Un blocco di dati
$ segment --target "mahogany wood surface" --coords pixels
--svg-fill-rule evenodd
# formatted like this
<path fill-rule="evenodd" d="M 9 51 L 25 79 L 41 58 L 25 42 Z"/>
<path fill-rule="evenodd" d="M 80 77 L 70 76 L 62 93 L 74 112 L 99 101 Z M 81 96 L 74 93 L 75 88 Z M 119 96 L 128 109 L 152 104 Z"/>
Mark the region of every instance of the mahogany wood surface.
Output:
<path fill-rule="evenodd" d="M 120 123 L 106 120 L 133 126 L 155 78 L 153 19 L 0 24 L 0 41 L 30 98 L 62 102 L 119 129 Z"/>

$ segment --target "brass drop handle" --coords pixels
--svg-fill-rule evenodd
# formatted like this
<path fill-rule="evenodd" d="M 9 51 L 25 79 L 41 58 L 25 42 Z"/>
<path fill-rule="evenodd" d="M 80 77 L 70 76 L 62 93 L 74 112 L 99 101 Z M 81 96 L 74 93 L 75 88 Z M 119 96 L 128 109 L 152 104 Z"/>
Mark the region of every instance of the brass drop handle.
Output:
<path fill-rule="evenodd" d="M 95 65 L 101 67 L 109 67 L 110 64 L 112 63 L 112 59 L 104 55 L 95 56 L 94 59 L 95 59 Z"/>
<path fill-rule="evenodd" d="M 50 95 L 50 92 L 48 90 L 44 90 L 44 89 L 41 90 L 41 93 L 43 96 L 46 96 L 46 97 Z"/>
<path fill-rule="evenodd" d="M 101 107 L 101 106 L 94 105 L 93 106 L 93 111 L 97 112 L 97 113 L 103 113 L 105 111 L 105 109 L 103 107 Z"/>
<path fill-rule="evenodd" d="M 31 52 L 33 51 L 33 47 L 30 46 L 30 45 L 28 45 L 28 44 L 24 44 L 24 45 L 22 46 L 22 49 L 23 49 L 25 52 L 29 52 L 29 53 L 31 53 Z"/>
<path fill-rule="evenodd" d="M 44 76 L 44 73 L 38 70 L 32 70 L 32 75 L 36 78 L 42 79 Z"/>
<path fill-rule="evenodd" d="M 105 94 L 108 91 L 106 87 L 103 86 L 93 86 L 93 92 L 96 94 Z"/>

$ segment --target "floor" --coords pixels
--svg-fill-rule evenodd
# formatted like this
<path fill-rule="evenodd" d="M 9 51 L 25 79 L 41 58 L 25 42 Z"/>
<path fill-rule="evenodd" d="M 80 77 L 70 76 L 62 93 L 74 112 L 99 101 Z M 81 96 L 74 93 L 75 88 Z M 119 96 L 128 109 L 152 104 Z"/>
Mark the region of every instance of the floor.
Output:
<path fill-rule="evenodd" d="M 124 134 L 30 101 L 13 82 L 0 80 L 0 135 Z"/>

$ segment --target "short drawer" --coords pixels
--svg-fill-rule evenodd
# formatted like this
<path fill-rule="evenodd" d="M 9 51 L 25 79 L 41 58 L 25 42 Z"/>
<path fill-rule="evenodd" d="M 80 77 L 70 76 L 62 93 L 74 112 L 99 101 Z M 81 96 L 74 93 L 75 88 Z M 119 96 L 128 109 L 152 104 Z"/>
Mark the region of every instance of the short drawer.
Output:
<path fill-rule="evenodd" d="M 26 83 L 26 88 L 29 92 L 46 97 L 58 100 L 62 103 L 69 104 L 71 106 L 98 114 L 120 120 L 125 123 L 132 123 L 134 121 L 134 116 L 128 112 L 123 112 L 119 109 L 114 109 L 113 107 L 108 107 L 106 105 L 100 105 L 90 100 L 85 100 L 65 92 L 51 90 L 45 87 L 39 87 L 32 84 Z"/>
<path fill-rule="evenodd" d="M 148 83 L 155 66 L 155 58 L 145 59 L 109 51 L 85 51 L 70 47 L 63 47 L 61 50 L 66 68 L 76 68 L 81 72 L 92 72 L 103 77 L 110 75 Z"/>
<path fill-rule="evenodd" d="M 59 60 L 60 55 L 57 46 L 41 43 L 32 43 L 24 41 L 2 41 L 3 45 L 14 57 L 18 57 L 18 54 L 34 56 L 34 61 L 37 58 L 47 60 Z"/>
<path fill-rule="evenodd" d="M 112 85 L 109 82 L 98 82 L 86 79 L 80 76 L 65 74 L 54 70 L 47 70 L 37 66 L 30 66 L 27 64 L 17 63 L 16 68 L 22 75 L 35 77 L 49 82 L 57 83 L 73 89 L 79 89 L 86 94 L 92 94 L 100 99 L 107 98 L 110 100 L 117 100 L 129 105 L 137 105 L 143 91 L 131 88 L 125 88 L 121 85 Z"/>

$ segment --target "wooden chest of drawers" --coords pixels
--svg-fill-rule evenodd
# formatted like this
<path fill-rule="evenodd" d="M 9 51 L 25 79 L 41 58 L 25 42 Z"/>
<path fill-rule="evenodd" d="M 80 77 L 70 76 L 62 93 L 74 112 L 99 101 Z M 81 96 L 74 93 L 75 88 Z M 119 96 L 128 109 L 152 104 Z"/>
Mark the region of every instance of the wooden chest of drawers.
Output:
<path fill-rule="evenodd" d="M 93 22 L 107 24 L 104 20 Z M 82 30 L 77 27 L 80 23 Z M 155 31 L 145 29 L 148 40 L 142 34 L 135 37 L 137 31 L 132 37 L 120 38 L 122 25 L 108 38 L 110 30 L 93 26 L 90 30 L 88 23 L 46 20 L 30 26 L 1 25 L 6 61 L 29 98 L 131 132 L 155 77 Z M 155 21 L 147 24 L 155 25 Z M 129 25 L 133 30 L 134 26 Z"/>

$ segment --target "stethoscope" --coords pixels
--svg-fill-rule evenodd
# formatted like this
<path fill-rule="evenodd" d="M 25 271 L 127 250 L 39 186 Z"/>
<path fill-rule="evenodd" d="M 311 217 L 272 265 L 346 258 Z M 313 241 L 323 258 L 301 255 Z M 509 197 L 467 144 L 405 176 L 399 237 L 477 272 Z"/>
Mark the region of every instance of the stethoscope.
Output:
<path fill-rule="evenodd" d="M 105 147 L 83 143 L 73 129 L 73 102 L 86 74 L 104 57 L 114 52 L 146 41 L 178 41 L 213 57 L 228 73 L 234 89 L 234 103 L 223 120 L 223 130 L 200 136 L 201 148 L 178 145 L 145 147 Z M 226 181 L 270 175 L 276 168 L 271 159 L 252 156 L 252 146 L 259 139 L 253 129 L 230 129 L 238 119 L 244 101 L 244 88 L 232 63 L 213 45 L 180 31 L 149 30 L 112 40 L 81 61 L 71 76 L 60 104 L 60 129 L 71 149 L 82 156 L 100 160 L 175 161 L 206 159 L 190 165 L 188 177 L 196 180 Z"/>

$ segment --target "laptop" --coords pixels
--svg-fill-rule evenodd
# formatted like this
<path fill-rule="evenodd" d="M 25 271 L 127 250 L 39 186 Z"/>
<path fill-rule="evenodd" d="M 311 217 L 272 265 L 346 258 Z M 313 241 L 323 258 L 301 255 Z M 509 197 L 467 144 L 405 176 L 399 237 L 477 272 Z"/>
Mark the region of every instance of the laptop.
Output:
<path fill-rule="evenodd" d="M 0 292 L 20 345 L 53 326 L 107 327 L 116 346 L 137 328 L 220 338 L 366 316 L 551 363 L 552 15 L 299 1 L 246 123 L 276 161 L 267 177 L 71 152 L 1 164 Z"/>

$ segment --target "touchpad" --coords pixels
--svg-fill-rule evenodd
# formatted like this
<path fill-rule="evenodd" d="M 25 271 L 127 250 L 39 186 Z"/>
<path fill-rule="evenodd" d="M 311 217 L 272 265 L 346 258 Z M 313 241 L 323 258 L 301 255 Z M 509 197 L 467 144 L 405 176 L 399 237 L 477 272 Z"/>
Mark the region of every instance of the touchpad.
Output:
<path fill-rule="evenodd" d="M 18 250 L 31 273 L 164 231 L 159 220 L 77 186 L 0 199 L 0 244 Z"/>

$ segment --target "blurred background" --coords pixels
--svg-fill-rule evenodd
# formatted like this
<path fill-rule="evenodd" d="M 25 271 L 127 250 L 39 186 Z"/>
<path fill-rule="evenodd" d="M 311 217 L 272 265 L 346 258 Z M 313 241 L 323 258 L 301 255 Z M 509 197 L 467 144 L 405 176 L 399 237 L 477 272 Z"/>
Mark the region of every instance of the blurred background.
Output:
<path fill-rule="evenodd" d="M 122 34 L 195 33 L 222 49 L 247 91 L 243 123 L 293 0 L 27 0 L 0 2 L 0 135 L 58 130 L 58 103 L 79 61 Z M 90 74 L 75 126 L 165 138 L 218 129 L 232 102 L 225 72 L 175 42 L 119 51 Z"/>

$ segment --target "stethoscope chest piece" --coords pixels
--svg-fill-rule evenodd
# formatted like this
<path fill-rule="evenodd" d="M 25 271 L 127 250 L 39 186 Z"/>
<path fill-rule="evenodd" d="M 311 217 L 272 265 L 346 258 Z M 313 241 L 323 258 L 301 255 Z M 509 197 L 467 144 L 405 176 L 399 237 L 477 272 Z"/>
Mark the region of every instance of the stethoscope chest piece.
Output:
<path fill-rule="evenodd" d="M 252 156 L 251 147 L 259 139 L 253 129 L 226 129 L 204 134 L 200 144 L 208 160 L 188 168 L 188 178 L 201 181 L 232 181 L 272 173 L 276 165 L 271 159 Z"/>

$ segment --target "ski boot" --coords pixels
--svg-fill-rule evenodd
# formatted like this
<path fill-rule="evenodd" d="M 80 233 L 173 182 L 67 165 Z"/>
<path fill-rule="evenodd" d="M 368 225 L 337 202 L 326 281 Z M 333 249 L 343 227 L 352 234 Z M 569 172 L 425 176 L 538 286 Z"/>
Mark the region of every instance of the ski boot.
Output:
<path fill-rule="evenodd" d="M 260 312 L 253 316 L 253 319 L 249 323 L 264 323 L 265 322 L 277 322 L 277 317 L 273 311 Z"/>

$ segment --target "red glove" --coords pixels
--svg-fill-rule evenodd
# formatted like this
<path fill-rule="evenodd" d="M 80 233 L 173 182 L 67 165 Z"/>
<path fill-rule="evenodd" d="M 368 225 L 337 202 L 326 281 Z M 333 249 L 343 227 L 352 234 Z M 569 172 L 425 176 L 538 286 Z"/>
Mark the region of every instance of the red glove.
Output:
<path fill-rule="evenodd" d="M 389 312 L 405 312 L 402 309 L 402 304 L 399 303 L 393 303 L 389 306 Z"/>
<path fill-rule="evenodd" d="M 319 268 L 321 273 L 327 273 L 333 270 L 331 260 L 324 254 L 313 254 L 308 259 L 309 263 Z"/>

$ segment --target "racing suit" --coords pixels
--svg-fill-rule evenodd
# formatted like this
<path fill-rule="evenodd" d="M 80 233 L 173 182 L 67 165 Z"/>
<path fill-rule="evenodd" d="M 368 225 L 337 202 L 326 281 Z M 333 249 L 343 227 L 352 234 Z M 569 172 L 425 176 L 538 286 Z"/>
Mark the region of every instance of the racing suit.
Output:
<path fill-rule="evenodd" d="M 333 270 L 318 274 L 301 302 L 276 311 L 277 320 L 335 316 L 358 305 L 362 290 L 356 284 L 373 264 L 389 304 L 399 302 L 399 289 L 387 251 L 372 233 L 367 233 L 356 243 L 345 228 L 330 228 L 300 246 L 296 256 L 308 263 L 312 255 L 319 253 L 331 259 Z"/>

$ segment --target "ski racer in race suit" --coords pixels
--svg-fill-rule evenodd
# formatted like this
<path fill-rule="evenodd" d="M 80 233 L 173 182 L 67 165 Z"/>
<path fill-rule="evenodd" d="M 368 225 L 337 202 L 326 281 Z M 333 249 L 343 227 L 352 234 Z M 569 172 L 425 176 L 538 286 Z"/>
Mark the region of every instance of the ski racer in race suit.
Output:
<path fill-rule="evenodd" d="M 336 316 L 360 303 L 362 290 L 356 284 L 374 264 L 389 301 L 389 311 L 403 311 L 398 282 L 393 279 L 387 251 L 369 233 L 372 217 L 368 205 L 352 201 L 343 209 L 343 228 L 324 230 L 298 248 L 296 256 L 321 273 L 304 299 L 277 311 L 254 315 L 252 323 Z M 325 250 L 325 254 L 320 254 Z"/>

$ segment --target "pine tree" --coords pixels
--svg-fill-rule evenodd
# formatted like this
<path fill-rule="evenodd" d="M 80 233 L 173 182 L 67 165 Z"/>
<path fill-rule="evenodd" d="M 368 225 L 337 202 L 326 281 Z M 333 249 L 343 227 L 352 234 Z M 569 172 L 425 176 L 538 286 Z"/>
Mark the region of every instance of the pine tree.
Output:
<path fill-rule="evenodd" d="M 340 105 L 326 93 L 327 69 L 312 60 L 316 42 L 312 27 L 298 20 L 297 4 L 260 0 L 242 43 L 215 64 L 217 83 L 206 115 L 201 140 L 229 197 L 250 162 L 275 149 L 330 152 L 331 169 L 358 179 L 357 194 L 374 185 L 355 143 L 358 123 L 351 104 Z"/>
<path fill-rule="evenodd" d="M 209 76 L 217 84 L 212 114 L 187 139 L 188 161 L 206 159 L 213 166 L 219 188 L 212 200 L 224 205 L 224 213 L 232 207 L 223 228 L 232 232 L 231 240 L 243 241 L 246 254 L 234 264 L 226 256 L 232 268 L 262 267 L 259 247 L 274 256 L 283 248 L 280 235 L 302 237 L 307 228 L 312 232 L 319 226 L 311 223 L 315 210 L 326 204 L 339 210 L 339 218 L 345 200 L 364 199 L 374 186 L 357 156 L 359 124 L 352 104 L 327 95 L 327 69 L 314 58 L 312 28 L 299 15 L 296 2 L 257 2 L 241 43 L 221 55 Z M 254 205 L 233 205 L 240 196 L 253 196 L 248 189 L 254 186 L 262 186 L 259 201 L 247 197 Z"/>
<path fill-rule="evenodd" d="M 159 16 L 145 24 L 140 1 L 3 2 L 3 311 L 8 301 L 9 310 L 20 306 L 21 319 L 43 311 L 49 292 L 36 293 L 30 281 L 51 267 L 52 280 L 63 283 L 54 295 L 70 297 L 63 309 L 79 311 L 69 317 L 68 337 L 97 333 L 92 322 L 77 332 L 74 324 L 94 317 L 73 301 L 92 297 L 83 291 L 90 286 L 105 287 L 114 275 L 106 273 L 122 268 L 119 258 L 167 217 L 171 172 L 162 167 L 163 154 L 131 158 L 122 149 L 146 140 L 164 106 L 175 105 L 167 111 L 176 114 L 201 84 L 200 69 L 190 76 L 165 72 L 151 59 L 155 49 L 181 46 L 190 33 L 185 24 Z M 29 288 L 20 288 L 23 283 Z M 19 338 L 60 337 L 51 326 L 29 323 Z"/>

» Dettagli del compito: Conta le righe dei record che contengono la stringa "racer" e scrivi solo il numero.

» Soluzione proposta: 2